Workplace wellness programmes have become the norm in most large corporates across the globe, who have witnessed the impact of having a healthy, happy workforce, not least of which is increased productivity. What many have not yet realised however, is that the active involvement of a company’s C-suite executives – with the CEO leading from the front – is crucial for the uptake and ultimate success of such programmes.

There is nothing more encouraging to employees than seeing their leaders set an example in taking their own health and fitness seriously. To cope with long hours and the stressful demands of an on-the-go lifestyle, top executives today have no choice but to build fitness into their daily routine. In our experience, this can have a domino effect, starting from the CEO all the way down to the general workforce. If a company’s executives are themselves the embodiment of wellness, it will encourage employees to take action and do something about their own fitness levels.

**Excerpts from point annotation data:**
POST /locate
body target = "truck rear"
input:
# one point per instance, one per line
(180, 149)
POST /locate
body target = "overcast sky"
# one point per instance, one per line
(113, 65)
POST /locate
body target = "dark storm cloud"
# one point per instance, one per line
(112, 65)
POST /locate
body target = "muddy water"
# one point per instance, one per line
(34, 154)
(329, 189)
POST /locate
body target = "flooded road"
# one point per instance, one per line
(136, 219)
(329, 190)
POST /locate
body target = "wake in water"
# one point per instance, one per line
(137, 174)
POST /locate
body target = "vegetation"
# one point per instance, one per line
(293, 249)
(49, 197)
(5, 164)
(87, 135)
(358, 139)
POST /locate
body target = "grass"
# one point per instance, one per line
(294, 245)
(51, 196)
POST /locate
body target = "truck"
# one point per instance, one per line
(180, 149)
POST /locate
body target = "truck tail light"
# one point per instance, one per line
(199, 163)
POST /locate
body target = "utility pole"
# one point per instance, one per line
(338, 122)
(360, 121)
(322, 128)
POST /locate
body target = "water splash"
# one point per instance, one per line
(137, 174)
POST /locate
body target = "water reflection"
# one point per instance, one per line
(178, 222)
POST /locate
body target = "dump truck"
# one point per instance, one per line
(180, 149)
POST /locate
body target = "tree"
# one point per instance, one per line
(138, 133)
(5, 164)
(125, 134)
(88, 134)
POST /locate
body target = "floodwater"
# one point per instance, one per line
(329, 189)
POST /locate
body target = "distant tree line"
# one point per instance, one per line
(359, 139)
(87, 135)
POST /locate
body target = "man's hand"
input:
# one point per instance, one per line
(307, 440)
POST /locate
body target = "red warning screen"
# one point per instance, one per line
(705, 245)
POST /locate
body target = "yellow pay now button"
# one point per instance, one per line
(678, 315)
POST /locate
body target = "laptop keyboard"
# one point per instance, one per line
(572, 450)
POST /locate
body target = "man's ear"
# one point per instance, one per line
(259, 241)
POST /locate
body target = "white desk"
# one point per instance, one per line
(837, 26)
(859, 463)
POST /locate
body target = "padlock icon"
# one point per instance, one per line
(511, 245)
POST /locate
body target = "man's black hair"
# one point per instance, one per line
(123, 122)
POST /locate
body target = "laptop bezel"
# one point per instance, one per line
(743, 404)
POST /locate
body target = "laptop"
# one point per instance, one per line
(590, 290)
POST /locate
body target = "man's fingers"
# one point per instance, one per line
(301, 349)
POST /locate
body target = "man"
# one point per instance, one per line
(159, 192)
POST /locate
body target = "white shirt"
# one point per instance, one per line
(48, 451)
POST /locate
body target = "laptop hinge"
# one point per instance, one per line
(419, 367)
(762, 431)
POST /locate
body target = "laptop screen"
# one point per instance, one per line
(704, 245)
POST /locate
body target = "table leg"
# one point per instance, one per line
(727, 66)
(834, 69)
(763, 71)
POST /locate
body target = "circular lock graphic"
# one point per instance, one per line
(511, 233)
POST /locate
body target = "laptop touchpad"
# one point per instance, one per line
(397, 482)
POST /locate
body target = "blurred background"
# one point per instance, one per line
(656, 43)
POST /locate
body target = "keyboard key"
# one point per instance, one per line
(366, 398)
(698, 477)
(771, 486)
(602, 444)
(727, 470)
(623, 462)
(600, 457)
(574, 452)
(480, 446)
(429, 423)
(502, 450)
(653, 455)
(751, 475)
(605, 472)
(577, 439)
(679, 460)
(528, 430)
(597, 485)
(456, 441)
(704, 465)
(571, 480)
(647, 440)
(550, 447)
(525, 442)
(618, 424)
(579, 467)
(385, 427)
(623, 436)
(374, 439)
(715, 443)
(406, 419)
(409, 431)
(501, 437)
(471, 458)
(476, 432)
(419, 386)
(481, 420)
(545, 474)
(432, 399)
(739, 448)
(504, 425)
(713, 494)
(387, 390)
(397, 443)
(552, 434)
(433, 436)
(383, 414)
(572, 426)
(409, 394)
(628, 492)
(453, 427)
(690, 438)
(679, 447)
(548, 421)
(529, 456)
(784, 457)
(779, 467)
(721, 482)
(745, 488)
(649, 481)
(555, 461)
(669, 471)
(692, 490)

**EXERCISE SET:**
[A] List every sentence in the passage on workplace wellness that contains the word "executives".
[B] Please transcribe the stretch of the passage on workplace wellness from "There is nothing" through "own fitness levels.".

**ANSWERS:**
[A]
What many have not yet realised however, is that the active involvement of a company’s C-suite executives – with the CEO leading from the front – is crucial for the uptake and ultimate success of such programmes.
To cope with long hours and the stressful demands of an on-the-go lifestyle, top executives today have no choice but to build fitness into their daily routine.
If a company’s executives are themselves the embodiment of wellness, it will encourage employees to take action and do something about their own fitness levels.

[B]
There is nothing more encouraging to employees than seeing their leaders set an example in taking their own health and fitness seriously. To cope with long hours and the stressful demands of an on-the-go lifestyle, top executives today have no choice but to build fitness into their daily routine. In our experience, this can have a domino effect, starting from the CEO all the way down to the general workforce. If a company’s executives are themselves the embodiment of wellness, it will encourage employees to take action and do something about their own fitness levels.